>> BEGIN Source excerpt
Au pairs: a minister under fire, his department overruled, and a very long list of QONs

By Stephen Easton

September 5, 2018

Secretary of the Department of Home Affairs Michael Pezzullo (right) speaks to the Commissioner of the Australian Border Force Michael Outram during a Senate Inquiry at Parliament House in Canberra, Wednesday, September 5, 2018. The Senate legal affairs committee is examining whether Minister for Home Affairs Peter Dutton misused his ministerial discretion to grant two European au pairs visas in 2015, despite the reservations of border authorities. (AAP Image/Lukas Coch) NO ARCHIVING

The Department of Home Affairs has agreed to tell a Senate committee what led border control officials to advise Minister Peter Dutton there was a “high risk” that a woman would illegally work as an au pair if granted a tourist visa, shortly before the minister did just that.

This, and another similar question regarding a second woman granted clemency by Dutton in very similar circumstances, were the most sensitive of many taken on notice by secretary Michael Pezzullo, Australian Border Force commissioner Michael Outram and other senior officials in a tense inquiry hearing this morning. So sensitive that the chair, Labor senator Louise Pratt, agreed to keep the department’s responses confidential.
>> END Source excerpt
>> BEGIN Records shown
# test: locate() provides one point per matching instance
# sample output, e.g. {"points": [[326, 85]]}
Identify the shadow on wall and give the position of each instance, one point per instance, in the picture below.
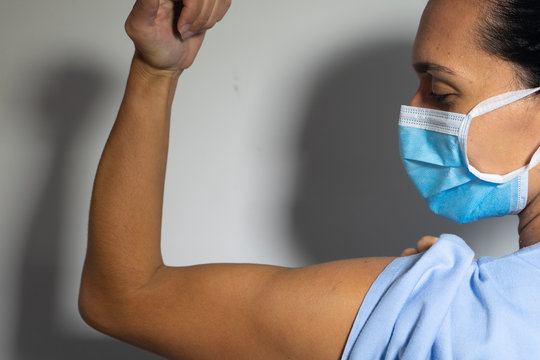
{"points": [[63, 105], [352, 197]]}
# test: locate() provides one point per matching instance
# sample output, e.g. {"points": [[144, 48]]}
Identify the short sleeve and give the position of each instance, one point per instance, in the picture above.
{"points": [[406, 307]]}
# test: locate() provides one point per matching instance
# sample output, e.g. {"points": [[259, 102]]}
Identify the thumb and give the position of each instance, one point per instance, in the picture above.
{"points": [[144, 13]]}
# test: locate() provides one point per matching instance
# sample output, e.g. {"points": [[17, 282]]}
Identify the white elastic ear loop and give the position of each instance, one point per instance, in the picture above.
{"points": [[486, 106]]}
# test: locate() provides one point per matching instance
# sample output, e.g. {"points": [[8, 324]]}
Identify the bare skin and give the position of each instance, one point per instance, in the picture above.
{"points": [[501, 141], [239, 311]]}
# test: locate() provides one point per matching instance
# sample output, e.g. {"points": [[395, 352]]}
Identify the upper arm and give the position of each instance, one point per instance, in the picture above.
{"points": [[248, 311]]}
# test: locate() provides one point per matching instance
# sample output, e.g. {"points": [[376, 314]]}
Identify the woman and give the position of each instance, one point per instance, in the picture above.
{"points": [[438, 304]]}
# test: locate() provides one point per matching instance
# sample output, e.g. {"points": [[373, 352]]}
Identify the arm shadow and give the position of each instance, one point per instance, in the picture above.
{"points": [[62, 105]]}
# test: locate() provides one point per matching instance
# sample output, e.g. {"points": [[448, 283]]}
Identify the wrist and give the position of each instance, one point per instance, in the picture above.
{"points": [[140, 66]]}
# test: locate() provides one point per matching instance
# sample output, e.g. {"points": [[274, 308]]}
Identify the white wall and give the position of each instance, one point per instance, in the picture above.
{"points": [[283, 150]]}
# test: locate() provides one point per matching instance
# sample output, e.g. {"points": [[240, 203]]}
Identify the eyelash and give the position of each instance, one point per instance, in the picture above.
{"points": [[441, 98]]}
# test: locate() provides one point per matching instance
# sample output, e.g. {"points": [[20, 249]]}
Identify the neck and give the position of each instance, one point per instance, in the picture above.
{"points": [[529, 218]]}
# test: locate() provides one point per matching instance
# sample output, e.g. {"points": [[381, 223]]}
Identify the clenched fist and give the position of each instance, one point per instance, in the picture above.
{"points": [[168, 33]]}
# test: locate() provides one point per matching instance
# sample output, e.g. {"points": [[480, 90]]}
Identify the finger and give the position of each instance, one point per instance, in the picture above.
{"points": [[204, 16], [143, 14], [189, 14], [426, 242], [218, 11], [408, 252]]}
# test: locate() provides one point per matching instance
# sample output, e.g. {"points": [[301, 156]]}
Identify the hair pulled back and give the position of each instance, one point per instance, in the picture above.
{"points": [[511, 31]]}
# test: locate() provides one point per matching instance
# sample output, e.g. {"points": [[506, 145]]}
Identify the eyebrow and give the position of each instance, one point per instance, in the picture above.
{"points": [[424, 67]]}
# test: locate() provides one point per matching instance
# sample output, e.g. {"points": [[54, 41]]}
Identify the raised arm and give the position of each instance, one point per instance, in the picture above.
{"points": [[199, 312]]}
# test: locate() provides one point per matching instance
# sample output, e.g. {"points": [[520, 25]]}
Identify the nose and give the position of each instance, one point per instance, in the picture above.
{"points": [[416, 99]]}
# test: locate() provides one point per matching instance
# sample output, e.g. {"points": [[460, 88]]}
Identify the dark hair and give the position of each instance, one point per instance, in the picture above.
{"points": [[511, 31]]}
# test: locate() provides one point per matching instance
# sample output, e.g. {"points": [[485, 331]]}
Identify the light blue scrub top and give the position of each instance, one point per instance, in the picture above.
{"points": [[443, 304]]}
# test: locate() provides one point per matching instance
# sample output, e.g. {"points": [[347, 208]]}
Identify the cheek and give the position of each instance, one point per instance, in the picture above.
{"points": [[493, 143]]}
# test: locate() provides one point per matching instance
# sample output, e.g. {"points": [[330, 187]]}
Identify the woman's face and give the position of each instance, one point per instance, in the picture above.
{"points": [[455, 75]]}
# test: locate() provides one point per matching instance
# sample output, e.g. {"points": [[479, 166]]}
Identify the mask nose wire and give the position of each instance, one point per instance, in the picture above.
{"points": [[486, 106]]}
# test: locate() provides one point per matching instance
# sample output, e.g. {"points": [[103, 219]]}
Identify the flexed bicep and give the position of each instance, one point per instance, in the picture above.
{"points": [[238, 311]]}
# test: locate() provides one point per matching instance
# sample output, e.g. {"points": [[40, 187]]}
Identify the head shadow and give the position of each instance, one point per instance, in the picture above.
{"points": [[352, 196]]}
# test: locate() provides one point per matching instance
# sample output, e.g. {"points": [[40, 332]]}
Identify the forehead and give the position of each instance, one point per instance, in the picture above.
{"points": [[446, 34]]}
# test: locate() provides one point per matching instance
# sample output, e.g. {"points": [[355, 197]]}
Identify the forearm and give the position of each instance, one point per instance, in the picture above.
{"points": [[126, 207]]}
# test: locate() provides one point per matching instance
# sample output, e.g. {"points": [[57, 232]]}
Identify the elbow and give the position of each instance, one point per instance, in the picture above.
{"points": [[100, 309], [94, 309]]}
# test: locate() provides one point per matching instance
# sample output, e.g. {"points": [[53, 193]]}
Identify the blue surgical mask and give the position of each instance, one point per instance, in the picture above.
{"points": [[433, 148]]}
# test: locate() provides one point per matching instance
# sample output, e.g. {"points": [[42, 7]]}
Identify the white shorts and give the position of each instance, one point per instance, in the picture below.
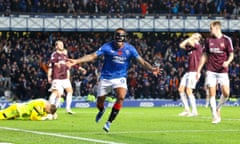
{"points": [[60, 85], [189, 80], [106, 86], [212, 78]]}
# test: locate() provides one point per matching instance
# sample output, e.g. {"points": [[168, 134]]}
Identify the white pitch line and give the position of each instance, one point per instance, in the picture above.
{"points": [[60, 135], [163, 131]]}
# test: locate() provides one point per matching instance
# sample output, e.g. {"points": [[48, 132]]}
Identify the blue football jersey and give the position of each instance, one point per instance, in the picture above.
{"points": [[116, 61]]}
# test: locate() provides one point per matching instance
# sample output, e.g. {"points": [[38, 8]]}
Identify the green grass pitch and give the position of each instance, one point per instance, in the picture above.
{"points": [[159, 125]]}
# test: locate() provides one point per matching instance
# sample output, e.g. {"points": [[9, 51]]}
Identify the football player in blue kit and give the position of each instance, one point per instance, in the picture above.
{"points": [[117, 55]]}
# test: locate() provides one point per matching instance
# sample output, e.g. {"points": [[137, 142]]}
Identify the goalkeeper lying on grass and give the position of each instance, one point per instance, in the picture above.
{"points": [[38, 109]]}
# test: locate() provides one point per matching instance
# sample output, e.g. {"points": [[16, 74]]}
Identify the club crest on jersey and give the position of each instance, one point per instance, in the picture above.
{"points": [[119, 52], [222, 45]]}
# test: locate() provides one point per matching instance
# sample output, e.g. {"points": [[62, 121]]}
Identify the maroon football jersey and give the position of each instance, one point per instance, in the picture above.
{"points": [[218, 51], [194, 57], [58, 72]]}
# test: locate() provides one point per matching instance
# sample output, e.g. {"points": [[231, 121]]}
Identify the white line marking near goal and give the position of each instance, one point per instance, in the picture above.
{"points": [[60, 135], [164, 131]]}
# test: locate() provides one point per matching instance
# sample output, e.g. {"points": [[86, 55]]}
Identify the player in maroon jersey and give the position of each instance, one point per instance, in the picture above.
{"points": [[59, 76], [188, 82], [218, 54]]}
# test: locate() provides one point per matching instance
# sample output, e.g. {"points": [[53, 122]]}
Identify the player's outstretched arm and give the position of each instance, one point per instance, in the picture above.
{"points": [[86, 58], [148, 66]]}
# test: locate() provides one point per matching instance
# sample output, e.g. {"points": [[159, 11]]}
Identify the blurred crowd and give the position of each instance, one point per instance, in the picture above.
{"points": [[228, 8], [24, 57]]}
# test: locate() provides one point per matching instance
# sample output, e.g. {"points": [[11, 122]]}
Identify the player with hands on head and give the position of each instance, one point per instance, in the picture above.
{"points": [[117, 56], [59, 76], [218, 53], [188, 82]]}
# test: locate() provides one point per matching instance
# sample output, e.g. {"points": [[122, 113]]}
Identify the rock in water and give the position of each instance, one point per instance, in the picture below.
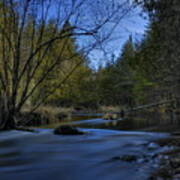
{"points": [[67, 130]]}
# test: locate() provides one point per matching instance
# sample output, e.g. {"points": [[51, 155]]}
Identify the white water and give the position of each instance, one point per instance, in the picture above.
{"points": [[43, 155]]}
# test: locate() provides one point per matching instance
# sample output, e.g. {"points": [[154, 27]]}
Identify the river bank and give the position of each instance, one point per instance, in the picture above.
>> END Records shown
Directives:
1. Copy out the au pairs article word for word, from the headline to the last sentence.
2. How many lines of the records contain the word "football"? Reply with the number alone.

Completed exercise:
1.
Au pairs: a minister under fire, his department overruled, and a very long list of QONs

By Stephen Easton

September 5, 2018

Secretary of the Department of Home Affairs Michael Pezzullo (right) speaks to the Commissioner of the Australian Border Force Michael Outram during a Senate Inquiry at Parliament House in Canberra, Wednesday, September 5, 2018. The Senate legal affairs committee is examining whether Minister for Home Affairs Peter Dutton misused his ministerial discretion to grant two European au pairs visas in 2015, despite the reservations of border authorities. (AAP Image/Lukas Coch) NO ARCHIVING

The Department of Home Affairs has agreed to tell a Senate committee what led border control officials to advise Minister Peter Dutton there was a “high risk” that a woman would illegally work as an au pair if granted a tourist visa, shortly before the minister did just that.

This, and another similar question regarding a second woman granted clemency by Dutton in very similar circumstances, were the most sensitive of many taken on notice by secretary Michael Pezzullo, Australian Border Force commissioner Michael Outram and other senior officials in a tense inquiry hearing this morning. So sensitive that the chair, Labor senator Louise Pratt, agreed to keep the department’s responses confidential.

2. 3